Task A: Do the following statements agree with the text about Sergei Krikalev? Answer yes or no for each and quote the deciding words. (i) Krikalev was originally meant to stay in space for 5 months. (ii) The Soviet Union split into 12 separate states. (iii) Krikalev accepted the chance to return on the Raduga re-entry capsule.
Task B: In the text about Sergei Krikalev, rewrite the passage from "While he was" up to and including "no longer existed!", putting "resigned" in place of "stepped down".

Provided text:

---

There are several sci-fi movies set in space that center on one simple premise: once you leave Earth, nothing is ever the same once you return. You’re a changed man or woman, and when you look at your city, your friends, your family, you look at them through the lens of an astronaut — someone who battled the void of space and won.
This was not just movie magic to cosmonaut Sergei Krikalev. When he set out on his space journey, he thought he knew exactly what Earth would look like on his return. But after an unforeseen shift in power on the planet, he began to wonder if he’d ever even make his return.
The year was 1991 when 33-year-old flight engineer Sergei Krikalev left for the Mir space station from the Soviet Baikonur Cosmodrome in the republic of Kazakhstan. In spite of all his training, Krikalev had no way of preparing for the twists his journey took.
At the time, the Mir space station needed some TLC, so Krikalev, the brainy engineer, was assigned to conduct repairs and experimental spacewalks at the station. In the beginning of his trip, he wasn’t alone.
Cosmonaut Anatoli Artsebarski, and Britain’s first astronaut, Helen Sharman, went along with Kikalev for the journey. Both of them, however, wound up leaving Kikalev before disaster struck.
See, Krikalev was only supposed to be in space for 5 months — a quick jaunt, more or less. But after a slew of unexpected happenings plagued Earth, his trip became…complicated.
While he was working on the Mir space station, the Soviet Union, his home country, collapsed and split into 15 separate states on December 26th of 1991. This, of course, spurred dramatic changes.
President Mikhail Gorbachev stepped down to make room for Boris Yeltsin, the new leader of the newborn country, Russia. All of this made the status of Krikalev’s mission fuzzy, as his home country, the one responsible for his journey, no longer existed!
Stuck in space, Sergei Krikalev was amusingly — and unhelpfully — nicknamed “the last citizen of the USSR,” but the not-so-funny situation posed the questions: how, where, and when was Krikalev to return to Earth?
These questions were complicated because the Soviets had launched rockets from the Baikonur Cosmodrome, which went to the new state of Kazakhstan after the collapse of the USSR. They weren’t cheap…
So Kazakhstan then charged Moscow ridiculously large fees to use the facility, in turn delaying Krikalev’s journey home, considering the Russian economy was already deteriorating.
At one point, Krikalev had the opportunity to return to Earth on the Raduga re-entry capsule, but since that would’ve resulted in the abandonment and thus end of Mir, Krikalev declined. He was dedicated to looking after the space station until there was an available flight engineer replacement…but that would take money.

---

Provided data:
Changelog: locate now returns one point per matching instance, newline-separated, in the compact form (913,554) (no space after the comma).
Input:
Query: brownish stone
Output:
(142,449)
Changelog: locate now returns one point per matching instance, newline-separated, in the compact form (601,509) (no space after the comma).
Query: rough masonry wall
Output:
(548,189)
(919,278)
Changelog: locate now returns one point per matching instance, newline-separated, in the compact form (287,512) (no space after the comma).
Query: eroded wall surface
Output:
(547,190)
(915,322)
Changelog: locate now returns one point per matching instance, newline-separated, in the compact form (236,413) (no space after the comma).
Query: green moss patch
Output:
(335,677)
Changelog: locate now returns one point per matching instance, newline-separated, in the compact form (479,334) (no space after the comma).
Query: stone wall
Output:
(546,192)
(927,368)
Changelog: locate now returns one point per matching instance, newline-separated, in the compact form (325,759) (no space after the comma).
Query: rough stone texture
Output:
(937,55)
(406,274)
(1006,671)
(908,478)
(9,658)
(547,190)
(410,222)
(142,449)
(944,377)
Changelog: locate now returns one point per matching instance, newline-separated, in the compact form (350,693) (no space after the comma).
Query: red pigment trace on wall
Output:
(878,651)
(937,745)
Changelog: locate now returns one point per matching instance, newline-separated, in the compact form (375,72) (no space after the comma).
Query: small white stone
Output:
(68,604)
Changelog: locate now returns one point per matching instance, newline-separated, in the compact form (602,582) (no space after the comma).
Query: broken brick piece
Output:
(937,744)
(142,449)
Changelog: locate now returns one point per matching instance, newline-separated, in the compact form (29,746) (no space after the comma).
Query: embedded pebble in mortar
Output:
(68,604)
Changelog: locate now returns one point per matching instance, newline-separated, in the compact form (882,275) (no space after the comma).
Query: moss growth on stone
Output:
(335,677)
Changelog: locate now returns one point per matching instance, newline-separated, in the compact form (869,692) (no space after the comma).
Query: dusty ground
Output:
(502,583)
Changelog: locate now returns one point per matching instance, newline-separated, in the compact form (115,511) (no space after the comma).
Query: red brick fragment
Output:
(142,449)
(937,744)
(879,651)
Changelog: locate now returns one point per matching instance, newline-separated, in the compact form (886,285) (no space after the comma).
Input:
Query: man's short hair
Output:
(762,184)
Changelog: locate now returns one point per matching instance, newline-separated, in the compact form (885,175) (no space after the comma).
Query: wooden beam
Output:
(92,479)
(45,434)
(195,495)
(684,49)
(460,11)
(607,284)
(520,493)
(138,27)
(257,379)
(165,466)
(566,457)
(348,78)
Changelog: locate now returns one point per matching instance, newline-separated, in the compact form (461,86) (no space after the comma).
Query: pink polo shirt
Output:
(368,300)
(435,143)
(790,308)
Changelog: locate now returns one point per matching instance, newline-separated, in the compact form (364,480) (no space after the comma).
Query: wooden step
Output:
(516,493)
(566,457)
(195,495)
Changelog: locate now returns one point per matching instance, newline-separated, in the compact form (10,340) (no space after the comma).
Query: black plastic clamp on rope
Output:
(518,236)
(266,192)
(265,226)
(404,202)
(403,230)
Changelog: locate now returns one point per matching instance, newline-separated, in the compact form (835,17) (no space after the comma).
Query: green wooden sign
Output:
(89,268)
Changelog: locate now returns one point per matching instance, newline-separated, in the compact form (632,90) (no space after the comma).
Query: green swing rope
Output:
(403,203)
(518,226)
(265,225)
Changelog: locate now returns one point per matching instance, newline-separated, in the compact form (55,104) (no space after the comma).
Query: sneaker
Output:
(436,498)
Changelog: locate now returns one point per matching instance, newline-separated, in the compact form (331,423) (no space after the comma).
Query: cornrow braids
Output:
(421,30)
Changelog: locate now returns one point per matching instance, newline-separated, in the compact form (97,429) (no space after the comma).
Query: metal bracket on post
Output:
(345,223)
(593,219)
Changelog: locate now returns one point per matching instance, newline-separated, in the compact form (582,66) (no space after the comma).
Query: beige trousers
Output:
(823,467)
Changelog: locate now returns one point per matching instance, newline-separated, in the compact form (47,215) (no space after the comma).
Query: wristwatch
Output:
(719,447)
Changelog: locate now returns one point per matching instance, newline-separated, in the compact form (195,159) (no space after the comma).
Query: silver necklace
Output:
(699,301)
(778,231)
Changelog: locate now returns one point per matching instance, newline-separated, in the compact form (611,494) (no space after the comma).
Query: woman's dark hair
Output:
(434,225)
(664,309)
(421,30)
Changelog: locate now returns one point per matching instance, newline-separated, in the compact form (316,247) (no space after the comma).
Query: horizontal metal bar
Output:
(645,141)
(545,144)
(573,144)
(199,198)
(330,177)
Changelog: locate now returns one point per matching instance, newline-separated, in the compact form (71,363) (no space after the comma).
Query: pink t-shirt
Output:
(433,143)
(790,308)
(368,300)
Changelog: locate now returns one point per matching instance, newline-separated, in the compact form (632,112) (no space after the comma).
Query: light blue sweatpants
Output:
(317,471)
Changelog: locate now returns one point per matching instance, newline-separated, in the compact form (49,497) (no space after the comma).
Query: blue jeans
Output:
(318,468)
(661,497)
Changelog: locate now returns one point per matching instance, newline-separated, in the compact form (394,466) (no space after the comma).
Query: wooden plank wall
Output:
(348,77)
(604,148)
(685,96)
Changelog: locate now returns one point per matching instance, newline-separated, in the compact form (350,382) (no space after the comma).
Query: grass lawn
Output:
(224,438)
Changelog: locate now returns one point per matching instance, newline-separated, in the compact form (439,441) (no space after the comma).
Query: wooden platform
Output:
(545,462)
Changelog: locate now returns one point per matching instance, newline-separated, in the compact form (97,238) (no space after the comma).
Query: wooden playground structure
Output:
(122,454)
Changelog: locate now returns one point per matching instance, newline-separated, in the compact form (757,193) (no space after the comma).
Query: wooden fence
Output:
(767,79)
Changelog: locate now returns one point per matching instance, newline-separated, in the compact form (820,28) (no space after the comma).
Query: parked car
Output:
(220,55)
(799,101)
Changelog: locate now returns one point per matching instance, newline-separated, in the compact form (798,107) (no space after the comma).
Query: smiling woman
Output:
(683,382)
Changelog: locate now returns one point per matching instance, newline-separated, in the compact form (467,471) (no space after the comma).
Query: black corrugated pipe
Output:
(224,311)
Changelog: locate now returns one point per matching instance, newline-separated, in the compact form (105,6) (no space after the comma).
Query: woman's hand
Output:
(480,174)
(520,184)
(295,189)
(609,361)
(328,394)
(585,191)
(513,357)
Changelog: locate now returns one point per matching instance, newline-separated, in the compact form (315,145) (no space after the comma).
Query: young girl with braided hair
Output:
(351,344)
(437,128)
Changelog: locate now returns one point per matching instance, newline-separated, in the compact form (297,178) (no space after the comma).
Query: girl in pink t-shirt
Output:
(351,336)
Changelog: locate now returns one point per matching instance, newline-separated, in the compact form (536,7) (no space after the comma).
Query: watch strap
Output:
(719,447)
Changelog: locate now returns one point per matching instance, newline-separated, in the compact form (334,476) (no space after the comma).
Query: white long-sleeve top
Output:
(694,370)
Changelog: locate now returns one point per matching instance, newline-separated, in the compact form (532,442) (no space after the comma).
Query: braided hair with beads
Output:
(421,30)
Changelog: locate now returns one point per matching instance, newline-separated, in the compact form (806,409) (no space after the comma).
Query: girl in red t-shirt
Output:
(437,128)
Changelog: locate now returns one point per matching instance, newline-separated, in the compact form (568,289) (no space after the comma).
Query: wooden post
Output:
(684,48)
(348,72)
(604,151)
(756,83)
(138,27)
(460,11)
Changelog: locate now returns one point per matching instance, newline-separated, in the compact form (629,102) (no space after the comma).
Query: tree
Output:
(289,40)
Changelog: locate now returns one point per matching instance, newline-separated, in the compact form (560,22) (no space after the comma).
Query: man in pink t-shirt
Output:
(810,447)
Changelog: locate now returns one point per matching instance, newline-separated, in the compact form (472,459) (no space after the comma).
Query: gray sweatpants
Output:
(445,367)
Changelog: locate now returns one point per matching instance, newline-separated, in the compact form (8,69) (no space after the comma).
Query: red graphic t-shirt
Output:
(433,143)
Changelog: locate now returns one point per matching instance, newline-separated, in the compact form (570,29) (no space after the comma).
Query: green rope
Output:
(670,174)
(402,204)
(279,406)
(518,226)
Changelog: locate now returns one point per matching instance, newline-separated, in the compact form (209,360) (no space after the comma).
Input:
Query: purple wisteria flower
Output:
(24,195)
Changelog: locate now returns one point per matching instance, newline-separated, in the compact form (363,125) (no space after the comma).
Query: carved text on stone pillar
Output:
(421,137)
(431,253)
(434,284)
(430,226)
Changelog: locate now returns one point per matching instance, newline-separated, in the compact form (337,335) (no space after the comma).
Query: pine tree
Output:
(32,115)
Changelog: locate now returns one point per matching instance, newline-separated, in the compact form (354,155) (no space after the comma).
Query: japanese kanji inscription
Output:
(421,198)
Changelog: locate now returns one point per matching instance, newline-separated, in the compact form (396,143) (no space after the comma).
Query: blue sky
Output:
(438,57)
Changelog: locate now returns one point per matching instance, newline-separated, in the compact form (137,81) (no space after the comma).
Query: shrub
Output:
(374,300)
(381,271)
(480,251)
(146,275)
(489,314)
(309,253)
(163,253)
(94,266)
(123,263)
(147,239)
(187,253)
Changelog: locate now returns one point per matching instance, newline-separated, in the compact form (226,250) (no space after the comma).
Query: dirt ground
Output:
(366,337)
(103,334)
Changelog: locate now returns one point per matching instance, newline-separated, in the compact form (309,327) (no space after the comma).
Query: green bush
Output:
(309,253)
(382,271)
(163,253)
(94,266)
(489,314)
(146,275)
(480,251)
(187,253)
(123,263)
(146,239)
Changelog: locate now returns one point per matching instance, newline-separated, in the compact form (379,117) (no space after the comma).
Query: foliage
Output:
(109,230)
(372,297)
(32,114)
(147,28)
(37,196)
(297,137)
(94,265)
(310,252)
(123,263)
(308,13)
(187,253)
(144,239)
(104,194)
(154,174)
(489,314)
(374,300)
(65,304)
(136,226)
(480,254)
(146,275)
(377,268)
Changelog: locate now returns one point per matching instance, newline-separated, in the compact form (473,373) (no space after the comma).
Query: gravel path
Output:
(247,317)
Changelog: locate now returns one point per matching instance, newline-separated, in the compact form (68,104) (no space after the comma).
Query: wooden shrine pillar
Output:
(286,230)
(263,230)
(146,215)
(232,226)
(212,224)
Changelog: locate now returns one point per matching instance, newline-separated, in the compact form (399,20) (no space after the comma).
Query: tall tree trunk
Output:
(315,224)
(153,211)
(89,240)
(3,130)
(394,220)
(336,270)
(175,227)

---

Written solution A:
(i) Yes: "Krikalev was only supposed to be in space for 5 months"
(ii) No: "split into 15 separate states on December 26th of 1991"
(iii) No: "Krikalev declined"

Written solution B:
While he was working on the Mir space station, the Soviet Union, his home country, collapsed and split into 15 separate states on December 26th of 1991. This, of course, spurred dramatic changes.
President Mikhail Gorbachev resigned to make room for Boris Yeltsin, the new leader of the newborn country, Russia. All of this made the status of Krikalev’s mission fuzzy, as his home country, the one responsible for his journey, no longer existed!